There’s no denying that Ralph’s retouching was absurd, however limited they say the use of the image was intended to be. According to insiders speaking out in blog comments,amd_lauren there was even a reaction inside the company before the picture was released. On the matter of Hamilton’s dismissal, their statement that she did not live up to the terms of her contract probably means that yes, her now size-4 body didn’t fit into their samples. No doubt that’s true – she’s 23 now and has been working for the company since she was 15, so she’s not a gangly teen-age girl anymore. And unfortunately that’s the problem and it’s a lot bigger than Lauren – the runways of the world are now populated by the beautiful beanpoles and the entire fashion system of runway and sample garments has been “downsized” to their 0 to 2 frames. The reign of the shapely supermodel, being long over, has been replaced by underdevloped hordes of mostly Slavic teens, like the Prada model at the top of the page.  And it’s Prada, headed by a woman I must point out, that usually gets the credit for turning the industry to the look-alike and lanky Lolita’s. They wanted the clothes to stand out and the girls to disappear on the runway; well it seems they got their wish and then some.

++++++++++

Requirement: According to the passage on fashion models, at what age did Hamilton start working for the company? The records that come next are separate material and are not related to the passage on fashion models.

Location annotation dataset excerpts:
++++++++++

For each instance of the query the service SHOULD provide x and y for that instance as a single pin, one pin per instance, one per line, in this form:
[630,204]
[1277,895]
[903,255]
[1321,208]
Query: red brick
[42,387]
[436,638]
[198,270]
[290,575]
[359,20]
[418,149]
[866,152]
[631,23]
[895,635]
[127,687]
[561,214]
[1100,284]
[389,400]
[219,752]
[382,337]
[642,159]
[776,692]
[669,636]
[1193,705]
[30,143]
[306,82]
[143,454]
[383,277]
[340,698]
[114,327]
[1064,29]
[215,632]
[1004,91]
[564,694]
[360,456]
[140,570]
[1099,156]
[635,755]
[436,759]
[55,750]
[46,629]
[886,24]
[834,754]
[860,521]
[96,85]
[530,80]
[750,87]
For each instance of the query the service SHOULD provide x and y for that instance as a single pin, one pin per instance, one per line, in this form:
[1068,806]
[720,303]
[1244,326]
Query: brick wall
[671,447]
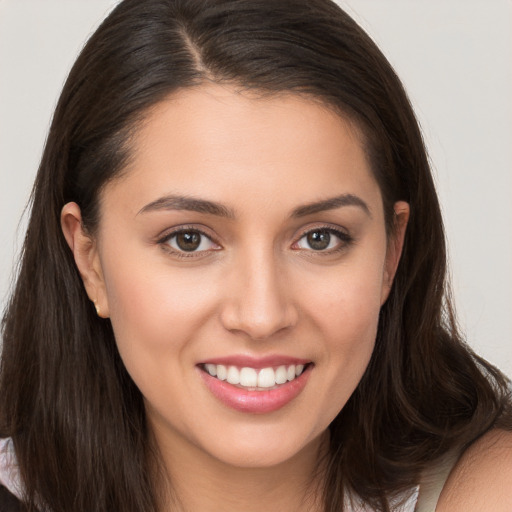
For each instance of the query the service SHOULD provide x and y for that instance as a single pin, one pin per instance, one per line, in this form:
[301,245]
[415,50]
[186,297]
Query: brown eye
[323,240]
[190,241]
[319,240]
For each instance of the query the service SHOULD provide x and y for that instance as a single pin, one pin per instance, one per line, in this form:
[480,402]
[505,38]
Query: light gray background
[455,58]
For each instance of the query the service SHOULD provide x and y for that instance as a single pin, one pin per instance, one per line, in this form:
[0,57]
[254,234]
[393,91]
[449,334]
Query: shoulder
[482,478]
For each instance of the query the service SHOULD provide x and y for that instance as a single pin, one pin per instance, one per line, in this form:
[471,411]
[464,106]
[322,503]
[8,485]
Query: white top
[424,500]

++++++++++

Written solution: She started at 15.